• **Instructions for the task**
Quote the data below in full, please, without altering anything.

## start Supplied data

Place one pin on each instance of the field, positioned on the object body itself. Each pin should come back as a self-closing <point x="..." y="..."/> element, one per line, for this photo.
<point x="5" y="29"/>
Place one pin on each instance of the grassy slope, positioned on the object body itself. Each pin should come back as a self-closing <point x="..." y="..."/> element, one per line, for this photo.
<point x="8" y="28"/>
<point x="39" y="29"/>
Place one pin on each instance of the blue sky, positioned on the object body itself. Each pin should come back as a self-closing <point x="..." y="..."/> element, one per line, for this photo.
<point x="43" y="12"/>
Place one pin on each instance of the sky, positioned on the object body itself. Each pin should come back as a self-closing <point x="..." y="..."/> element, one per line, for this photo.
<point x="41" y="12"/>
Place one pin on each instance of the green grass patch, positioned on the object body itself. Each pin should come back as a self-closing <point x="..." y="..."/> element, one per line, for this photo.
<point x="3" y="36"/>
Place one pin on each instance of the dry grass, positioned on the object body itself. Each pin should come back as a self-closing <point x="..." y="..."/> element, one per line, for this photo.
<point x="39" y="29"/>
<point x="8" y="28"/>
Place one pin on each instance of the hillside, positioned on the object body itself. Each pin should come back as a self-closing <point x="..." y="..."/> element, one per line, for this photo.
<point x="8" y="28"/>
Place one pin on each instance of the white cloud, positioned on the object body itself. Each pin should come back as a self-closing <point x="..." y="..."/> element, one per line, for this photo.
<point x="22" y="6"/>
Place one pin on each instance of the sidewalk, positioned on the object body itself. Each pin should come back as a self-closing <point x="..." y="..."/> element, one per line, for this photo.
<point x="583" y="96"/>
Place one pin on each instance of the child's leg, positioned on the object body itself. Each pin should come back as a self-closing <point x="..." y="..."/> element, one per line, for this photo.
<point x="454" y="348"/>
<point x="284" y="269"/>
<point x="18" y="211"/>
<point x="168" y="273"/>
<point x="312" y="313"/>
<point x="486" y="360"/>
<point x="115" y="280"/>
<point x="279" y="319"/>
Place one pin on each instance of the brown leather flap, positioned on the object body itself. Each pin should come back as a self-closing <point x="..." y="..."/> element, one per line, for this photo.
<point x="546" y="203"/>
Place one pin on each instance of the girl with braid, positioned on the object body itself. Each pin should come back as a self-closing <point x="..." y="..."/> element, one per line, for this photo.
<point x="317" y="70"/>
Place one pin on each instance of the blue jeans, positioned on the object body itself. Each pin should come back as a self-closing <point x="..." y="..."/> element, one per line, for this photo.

## end Supplied data

• **Answer**
Place one pin on each instance of the field, positioned on the object body itself. Each pin should come back as a self-closing <point x="..." y="..."/> element, one per line, for this photo.
<point x="5" y="29"/>
Place one pin on each instance of the grassy slope, positioned on the object body itself. Each pin should come back as a self-closing <point x="..." y="..."/> element, one per line, for this photo.
<point x="8" y="28"/>
<point x="39" y="29"/>
Place one pin on each instance of the blue sky, positioned on the object body itself. Each pin should come back as a self-closing <point x="..." y="..."/> element, one per line, for this photo.
<point x="43" y="12"/>
Place one pin on each instance of the sky, positioned on the object body itself. Each pin should come back as a self-closing <point x="..." y="..."/> element, one per line, for this photo.
<point x="41" y="12"/>
Place one pin on each instance of the green grass patch, positioned on the object body itself. Each pin should come back as a self-closing <point x="..." y="..."/> element, one per line, for this photo.
<point x="3" y="36"/>
Place one pin on each instance of the dry grass, positioned on the object body itself. Each pin should come back as a self-closing <point x="..." y="..."/> element, one per line, for this photo.
<point x="39" y="29"/>
<point x="8" y="28"/>
Place one pin on each instance of the hillside, positioned on the object body itself. Each pin should come back as a self-closing <point x="..." y="..."/> element, one per line, for this photo.
<point x="8" y="28"/>
Place one pin on each instance of the white cloud, positioned on the object body itself. Each pin should come back as a self-closing <point x="..." y="..."/> element, one per line, for this photo.
<point x="22" y="6"/>
Place one pin on each instance of the sidewalk, positioned on the object body itself. Each pin should come back as a self-closing <point x="..." y="..."/> element, one per line, for this photo.
<point x="583" y="96"/>
Place one pin on each instance of the child's leg, positioned on the object body itself. Each pin should come back as a self-closing <point x="..." y="..."/> element, one per line, for this photo.
<point x="454" y="348"/>
<point x="284" y="269"/>
<point x="18" y="211"/>
<point x="168" y="273"/>
<point x="312" y="313"/>
<point x="486" y="360"/>
<point x="115" y="280"/>
<point x="279" y="319"/>
Place one pin on each instance of the brown leather flap, positioned on the object body itself. Each pin should come back as a self-closing <point x="..." y="..."/> element, one per line, for this photo.
<point x="546" y="203"/>
Place one pin on each instance of the girl with braid, positioned on the object body itself. Each pin should come back as a self-closing <point x="..." y="..."/> element, one per line, for this photo.
<point x="317" y="70"/>
Place one pin on each instance of the blue jeans, positioned on the object body itself. Each pin should come back as a self-closing <point x="..." y="..."/> element, one per line, for this photo.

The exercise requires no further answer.